▶ EXERCISE TASKS:
[a] Using the article about Rabbi Tattelbaum, answer these questions:
(i) For how many years did Tattelbaum serve as a rabbi in New York City?
(ii) In what year did he graduate from Harvard University and Hebrew Teachers' College?
(iii) For how long was he assigned to the U.S. Marines at Parris Island?
[b] Print word for word the part of the article about Rabbi Tattelbaum that opens with the words containing "Tattelbaum will speak" and closes with "week in 1955.".
::: SOURCE EXCERPT :::
SHERMAN – Rabbi Harvey M. Tattelbaum may be among the few Jewish spiritual leaders who has ever blessed a motorcycle, faced down two thieves while conducting a wedding ceremony, or been contacted by an alleged kidnapper.

Tattelbaum will speak in Sherman July 10

For 30 years, Tattelbaum served in New York City as rabbi of the uptown Temple Shaaray Tefila and Congregation B’nai Israel in Greenwich Village. His new book, “Tales of the Village Rabbi: A Manhattan Chronicle,” explores life in these two very different places, from 1960 to 2001. Tattelbaum will discuss his book at the Jewish Community Center in Sherman on Sunday, July 10.
A native of Boston, Tattelbaum graduated from Boston Latin School and the Hebrew Teachers’ College high school (now Hebrew College Prozdor High School), before going on to Harvard University and Hebrew Teachers’ College, graduating with honors from both in the same week in 1955.
“I HAD to become a rabbi in order to help in whatever way I could, to help rebuild the Jewish people after the murderous devastation of World War II,” Tattelbaum says. He received a traveling fellowship to study at The Hebrew University of Jerusalem for a year, after which he returned to the U.S. and enrolled in Hebrew Union College-Jewish Institute of Religion in New York. He was ordained after three years of rabbinic studies, and then was drafted by Central Conference of American Rabbis to serve as a U.S. Navy chaplain, assigned for two years to the U.S. Marines at Parris Island Marine Corps Recruitment Depot in South Carolina.
::: MATERIAL :::
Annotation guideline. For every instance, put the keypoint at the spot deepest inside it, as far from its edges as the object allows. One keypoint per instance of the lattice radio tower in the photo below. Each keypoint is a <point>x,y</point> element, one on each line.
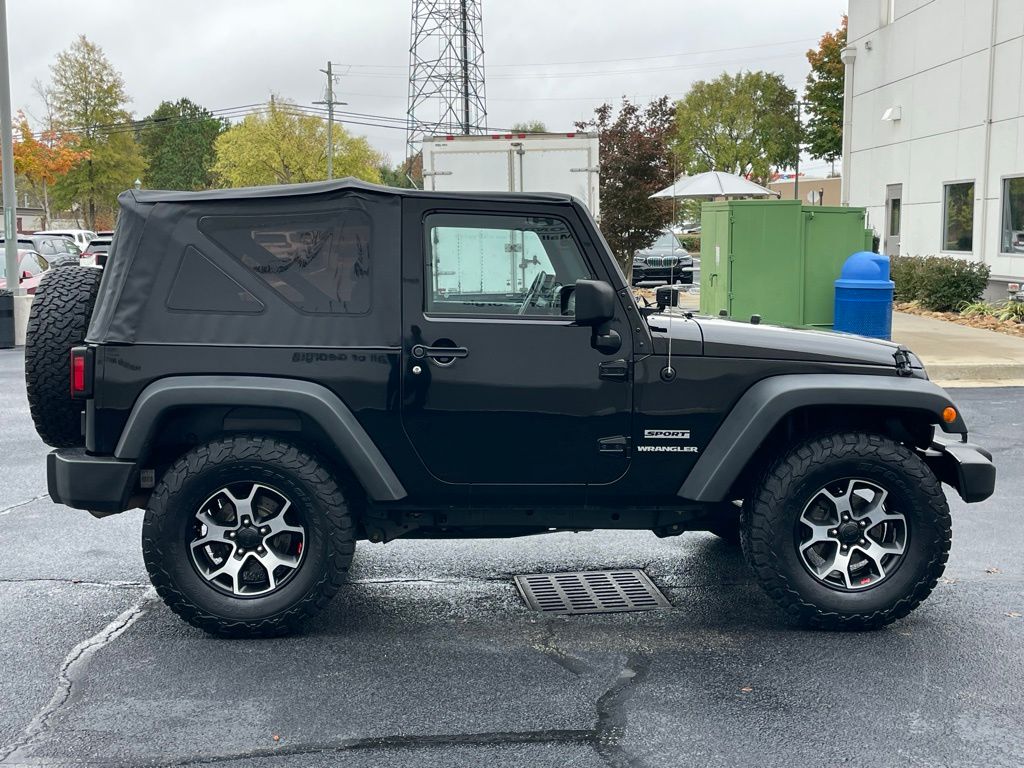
<point>445,71</point>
:::
▶ SOLUTIONS PER TASK:
[a]
(i) 30 years
(ii) 1955
(iii) Two years

[b]
Tattelbaum will speak in Sherman July 10

For 30 years, Tattelbaum served in New York City as rabbi of the uptown Temple Shaaray Tefila and Congregation B’nai Israel in Greenwich Village. His new book, “Tales of the Village Rabbi: A Manhattan Chronicle,” explores life in these two very different places, from 1960 to 2001. Tattelbaum will discuss his book at the Jewish Community Center in Sherman on Sunday, July 10.
A native of Boston, Tattelbaum graduated from Boston Latin School and the Hebrew Teachers’ College high school (now Hebrew College Prozdor High School), before going on to Harvard University and Hebrew Teachers’ College, graduating with honors from both in the same week in 1955.